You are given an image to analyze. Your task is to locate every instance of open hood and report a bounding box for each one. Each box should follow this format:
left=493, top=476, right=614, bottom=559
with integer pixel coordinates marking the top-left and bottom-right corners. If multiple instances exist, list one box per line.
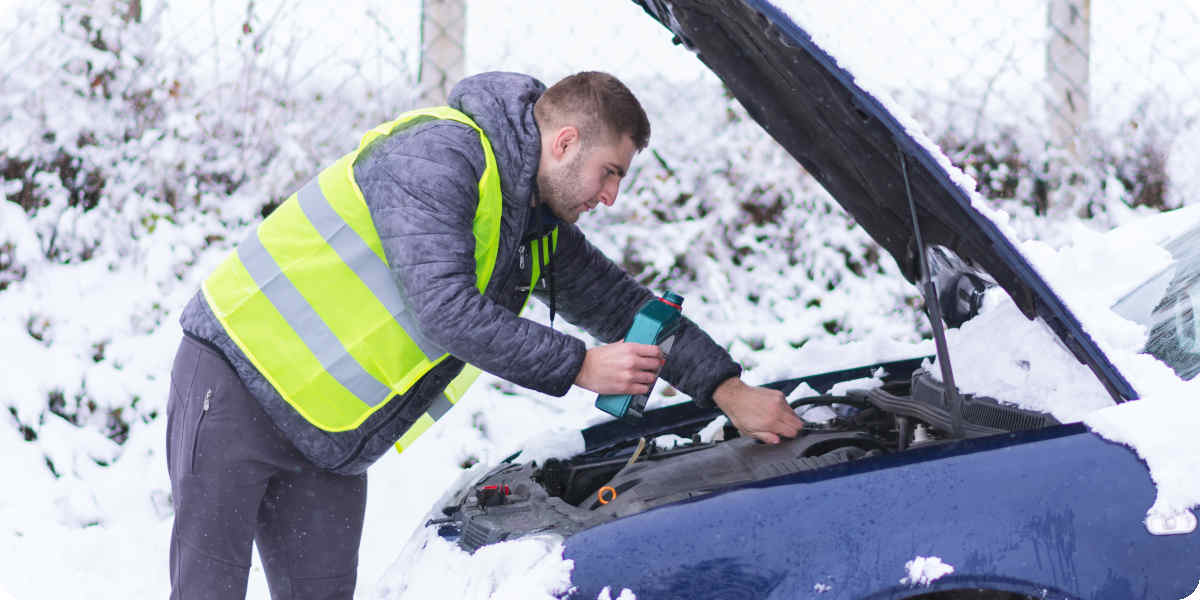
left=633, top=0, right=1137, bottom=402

▬▬▬▬▬▬

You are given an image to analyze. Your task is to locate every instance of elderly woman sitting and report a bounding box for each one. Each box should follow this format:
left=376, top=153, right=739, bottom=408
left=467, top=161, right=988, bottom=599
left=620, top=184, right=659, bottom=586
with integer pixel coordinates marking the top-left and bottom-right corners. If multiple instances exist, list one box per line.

▬▬▬▬▬▬

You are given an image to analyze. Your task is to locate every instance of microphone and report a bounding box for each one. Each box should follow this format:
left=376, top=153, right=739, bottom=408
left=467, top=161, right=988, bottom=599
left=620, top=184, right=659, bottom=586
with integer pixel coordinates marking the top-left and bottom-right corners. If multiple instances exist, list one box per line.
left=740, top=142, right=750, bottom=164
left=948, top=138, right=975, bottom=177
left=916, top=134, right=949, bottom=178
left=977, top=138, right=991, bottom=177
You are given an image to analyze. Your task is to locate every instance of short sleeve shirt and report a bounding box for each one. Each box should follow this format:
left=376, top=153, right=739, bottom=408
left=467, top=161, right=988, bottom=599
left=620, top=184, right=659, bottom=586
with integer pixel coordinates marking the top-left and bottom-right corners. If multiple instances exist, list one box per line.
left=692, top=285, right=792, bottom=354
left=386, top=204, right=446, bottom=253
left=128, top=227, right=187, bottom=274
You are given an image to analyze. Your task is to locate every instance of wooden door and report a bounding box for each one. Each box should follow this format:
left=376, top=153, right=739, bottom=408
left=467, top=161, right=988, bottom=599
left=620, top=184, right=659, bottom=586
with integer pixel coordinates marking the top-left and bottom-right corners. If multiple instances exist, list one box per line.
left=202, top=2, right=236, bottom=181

▬▬▬▬▬▬

— Work order —
Lines of the listing above that include the string "bounding" should each be copied.

— Answer to the problem —
You are given an image to analyze. Your task is to locate every instance of open hood and report a bounding box for each one. Each box should follow this format:
You are given an image to analyze. Your task is to locate every instance of elderly woman sitting and report a bounding box for each one. Each box should follow this format:
You are given an image to analyze. Your task is to locate every instance of microphone and report a bounding box for each one. Each box should follow this format:
You are given an image to analyze. Your task is to locate every instance of short sleeve shirt and report a bounding box for each one. Each box should follow this format:
You are given an image to analyze. Your task is to locate every instance of wooden door and report a bounding box for each one. Each box should follow this format:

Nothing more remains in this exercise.